[Written exercise]:
Print, please, the line that contains "of the reflection" and each line after it to the end of the entries, unchanged and with nothing else.

[Start]

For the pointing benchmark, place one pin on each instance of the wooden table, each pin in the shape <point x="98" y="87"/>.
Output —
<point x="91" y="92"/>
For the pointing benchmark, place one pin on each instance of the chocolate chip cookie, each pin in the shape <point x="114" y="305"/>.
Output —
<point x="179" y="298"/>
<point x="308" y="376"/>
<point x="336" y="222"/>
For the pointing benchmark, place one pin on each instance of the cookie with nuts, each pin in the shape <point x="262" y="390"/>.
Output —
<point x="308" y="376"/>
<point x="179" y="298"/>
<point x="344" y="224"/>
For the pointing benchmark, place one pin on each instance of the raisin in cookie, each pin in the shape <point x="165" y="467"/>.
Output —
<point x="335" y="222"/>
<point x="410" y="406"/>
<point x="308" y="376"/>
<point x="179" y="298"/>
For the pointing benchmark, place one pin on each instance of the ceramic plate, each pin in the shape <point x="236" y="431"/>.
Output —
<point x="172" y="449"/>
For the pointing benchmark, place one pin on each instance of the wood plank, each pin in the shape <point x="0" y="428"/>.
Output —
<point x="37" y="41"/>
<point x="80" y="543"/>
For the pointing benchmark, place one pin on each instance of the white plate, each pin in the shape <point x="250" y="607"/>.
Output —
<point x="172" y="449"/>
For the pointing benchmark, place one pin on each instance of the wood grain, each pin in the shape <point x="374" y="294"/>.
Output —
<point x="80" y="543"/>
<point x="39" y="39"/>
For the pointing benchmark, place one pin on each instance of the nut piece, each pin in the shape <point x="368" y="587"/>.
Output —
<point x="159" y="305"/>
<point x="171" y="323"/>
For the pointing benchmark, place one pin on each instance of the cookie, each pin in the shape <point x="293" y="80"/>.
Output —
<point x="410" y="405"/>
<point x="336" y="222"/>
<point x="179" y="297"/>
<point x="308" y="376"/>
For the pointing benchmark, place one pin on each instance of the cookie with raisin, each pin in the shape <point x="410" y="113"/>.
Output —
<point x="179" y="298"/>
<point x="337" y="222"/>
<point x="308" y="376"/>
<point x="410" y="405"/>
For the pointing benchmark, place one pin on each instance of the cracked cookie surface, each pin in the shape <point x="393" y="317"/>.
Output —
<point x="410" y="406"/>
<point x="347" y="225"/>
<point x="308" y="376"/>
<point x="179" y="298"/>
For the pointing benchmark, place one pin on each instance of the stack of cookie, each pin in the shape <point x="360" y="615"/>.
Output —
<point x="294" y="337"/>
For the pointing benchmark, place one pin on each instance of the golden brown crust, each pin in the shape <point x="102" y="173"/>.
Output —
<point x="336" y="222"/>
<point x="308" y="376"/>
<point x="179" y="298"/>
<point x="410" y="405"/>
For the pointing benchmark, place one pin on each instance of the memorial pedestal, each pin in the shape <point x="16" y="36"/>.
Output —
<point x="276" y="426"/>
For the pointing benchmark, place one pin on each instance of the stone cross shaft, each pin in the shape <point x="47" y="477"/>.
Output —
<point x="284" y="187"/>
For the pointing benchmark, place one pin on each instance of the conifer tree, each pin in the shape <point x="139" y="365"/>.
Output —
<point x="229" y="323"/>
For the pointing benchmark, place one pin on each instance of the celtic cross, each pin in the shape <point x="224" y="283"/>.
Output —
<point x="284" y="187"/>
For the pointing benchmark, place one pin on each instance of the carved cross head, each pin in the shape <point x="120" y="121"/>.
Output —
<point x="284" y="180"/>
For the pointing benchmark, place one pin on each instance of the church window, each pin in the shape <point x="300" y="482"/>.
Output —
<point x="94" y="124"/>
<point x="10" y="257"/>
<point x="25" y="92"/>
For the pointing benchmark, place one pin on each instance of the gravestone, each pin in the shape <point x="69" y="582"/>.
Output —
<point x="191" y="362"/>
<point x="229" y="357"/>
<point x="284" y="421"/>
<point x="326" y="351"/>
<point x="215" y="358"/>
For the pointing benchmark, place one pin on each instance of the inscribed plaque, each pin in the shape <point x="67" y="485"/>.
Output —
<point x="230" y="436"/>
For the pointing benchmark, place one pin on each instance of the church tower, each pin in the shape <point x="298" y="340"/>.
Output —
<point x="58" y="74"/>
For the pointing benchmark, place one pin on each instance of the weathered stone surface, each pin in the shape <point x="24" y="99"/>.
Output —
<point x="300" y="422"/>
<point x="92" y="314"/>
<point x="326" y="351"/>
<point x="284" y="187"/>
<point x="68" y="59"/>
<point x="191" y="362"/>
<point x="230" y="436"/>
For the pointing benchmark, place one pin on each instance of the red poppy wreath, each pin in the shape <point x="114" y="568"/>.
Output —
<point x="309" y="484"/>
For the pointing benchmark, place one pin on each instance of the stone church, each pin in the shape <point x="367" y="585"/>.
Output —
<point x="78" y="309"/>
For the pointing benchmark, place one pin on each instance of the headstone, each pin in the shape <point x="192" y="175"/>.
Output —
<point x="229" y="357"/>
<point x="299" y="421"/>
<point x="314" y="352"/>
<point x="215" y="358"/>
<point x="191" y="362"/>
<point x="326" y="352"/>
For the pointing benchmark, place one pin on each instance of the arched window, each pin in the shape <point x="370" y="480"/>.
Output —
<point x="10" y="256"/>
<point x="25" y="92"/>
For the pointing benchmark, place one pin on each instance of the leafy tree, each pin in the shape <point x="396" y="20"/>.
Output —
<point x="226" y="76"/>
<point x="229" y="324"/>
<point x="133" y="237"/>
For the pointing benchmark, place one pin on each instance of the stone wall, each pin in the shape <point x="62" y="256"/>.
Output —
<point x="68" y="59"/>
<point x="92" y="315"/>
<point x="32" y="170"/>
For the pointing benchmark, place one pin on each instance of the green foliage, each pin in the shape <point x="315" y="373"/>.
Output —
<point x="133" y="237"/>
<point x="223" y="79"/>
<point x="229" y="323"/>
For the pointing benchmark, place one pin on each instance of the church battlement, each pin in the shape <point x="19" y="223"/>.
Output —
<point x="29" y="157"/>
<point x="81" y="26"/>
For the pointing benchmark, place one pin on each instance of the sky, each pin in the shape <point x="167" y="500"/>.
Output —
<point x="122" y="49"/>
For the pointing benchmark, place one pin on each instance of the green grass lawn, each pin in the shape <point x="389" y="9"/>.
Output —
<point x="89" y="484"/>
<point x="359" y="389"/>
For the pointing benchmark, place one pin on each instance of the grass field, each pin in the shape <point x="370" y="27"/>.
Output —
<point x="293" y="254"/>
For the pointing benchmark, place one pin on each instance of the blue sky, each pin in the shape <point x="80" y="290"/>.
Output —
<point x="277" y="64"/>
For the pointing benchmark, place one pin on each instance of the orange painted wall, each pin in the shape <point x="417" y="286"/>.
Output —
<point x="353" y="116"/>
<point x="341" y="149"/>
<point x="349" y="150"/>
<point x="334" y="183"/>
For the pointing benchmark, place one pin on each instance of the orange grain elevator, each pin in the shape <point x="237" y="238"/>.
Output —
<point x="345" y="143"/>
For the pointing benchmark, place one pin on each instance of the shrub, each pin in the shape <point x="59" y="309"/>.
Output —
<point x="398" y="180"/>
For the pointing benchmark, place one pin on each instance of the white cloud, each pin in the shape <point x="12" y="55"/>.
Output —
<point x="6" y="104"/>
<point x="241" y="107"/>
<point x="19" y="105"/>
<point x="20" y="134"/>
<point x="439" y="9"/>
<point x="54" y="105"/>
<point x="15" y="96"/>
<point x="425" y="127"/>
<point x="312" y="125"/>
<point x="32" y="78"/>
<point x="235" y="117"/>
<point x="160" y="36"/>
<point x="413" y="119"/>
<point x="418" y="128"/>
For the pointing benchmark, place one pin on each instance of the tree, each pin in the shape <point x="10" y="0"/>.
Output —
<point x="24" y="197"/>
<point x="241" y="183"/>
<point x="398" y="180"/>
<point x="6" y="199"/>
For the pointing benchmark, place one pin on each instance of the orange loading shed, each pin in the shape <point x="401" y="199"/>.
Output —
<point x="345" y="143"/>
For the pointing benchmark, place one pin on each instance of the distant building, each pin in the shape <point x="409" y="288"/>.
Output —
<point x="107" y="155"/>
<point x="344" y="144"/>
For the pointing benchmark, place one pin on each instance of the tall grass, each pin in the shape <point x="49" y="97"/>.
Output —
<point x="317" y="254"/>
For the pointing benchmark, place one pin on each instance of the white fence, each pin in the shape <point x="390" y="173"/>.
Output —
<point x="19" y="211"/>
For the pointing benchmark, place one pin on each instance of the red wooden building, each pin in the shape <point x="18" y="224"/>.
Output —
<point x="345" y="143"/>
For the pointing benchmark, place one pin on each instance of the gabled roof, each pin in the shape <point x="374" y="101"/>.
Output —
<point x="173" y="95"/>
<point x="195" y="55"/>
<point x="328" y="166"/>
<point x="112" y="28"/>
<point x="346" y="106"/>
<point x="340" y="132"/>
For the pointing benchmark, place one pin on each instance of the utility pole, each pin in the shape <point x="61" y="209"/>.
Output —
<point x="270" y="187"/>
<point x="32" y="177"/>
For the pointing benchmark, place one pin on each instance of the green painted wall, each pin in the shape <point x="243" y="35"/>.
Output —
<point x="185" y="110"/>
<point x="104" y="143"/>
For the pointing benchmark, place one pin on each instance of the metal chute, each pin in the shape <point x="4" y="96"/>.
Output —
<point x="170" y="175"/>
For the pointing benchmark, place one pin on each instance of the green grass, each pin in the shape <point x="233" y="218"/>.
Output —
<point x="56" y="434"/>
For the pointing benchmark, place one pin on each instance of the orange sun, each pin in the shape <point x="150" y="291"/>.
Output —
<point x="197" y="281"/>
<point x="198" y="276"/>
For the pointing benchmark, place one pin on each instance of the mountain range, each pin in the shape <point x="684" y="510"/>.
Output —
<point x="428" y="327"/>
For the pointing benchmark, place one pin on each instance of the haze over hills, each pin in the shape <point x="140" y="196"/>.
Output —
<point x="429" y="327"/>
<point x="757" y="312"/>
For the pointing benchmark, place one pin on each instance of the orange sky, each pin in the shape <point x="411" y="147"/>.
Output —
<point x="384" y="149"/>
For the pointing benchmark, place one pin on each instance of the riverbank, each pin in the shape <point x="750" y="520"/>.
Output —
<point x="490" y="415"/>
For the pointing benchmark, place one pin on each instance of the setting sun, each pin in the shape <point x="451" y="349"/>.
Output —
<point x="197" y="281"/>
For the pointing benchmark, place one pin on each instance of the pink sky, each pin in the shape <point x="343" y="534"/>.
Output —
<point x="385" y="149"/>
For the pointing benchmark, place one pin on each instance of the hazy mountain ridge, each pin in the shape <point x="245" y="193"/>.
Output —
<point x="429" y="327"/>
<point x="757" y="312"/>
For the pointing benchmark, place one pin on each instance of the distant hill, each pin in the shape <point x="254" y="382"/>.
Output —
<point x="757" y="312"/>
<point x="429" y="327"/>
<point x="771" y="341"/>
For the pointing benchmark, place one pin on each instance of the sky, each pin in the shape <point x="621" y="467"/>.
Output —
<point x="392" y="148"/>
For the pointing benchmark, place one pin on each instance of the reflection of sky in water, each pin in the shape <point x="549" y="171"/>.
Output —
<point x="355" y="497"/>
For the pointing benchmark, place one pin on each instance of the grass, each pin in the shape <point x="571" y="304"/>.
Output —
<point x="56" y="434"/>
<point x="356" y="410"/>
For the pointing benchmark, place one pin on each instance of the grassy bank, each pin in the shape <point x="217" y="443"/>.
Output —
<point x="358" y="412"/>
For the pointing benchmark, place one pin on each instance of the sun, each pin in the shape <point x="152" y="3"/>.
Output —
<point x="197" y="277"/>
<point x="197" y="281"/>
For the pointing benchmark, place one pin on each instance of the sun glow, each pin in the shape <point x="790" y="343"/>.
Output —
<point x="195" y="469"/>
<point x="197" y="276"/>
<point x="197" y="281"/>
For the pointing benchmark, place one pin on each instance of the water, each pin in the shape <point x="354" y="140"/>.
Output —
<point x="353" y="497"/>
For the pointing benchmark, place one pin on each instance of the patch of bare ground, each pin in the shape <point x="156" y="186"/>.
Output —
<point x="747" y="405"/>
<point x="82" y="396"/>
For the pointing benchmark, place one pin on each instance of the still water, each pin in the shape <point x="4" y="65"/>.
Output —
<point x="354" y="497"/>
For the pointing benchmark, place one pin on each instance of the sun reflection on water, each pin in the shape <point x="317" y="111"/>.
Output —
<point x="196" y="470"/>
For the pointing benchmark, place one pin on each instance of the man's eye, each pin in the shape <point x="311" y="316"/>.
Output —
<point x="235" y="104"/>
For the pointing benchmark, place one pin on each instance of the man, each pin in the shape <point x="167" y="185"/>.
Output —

[End]

[Response to the task]:
For the pointing benchmark, place one pin on each instance of the reflection of sky in water, each pin in the shape <point x="549" y="171"/>.
Output —
<point x="355" y="497"/>
For the pointing benchmark, place one pin on each instance of the grass, each pin in the shape <point x="571" y="304"/>.
Output —
<point x="56" y="434"/>
<point x="356" y="410"/>
For the pointing benchmark, place one pin on each instance of the grassy bank, each pin in the shape <point x="217" y="443"/>.
Output —
<point x="358" y="412"/>
For the pointing benchmark, place one pin on each instance of the sun, each pin in the shape <point x="152" y="3"/>.
Output —
<point x="197" y="277"/>
<point x="197" y="281"/>
For the pointing benchmark, place one pin on each instance of the sun glow, each pin in the shape <point x="790" y="343"/>.
Output —
<point x="195" y="469"/>
<point x="197" y="276"/>
<point x="197" y="281"/>
For the pointing benchmark, place one pin on each instance of the water, each pin in the shape <point x="354" y="140"/>.
Output —
<point x="353" y="497"/>
For the pointing benchmark, place one pin on each instance of the patch of bare ground, each pin in the shape <point x="156" y="186"/>.
Output —
<point x="747" y="405"/>
<point x="82" y="396"/>
For the pointing benchmark, place one pin on each instance of the still water, each pin in the shape <point x="4" y="65"/>.
Output —
<point x="354" y="497"/>
For the pointing benchmark, place one pin on each instance of the sun reflection on water, each pin in the shape <point x="317" y="111"/>.
Output —
<point x="196" y="470"/>
For the pointing benchmark, place one pin on each instance of the man's eye, each pin in the shape <point x="311" y="316"/>.
Output —
<point x="235" y="104"/>
For the pointing benchmark, place one pin on each instance of the man, each pin in the shape <point x="167" y="185"/>.
Output —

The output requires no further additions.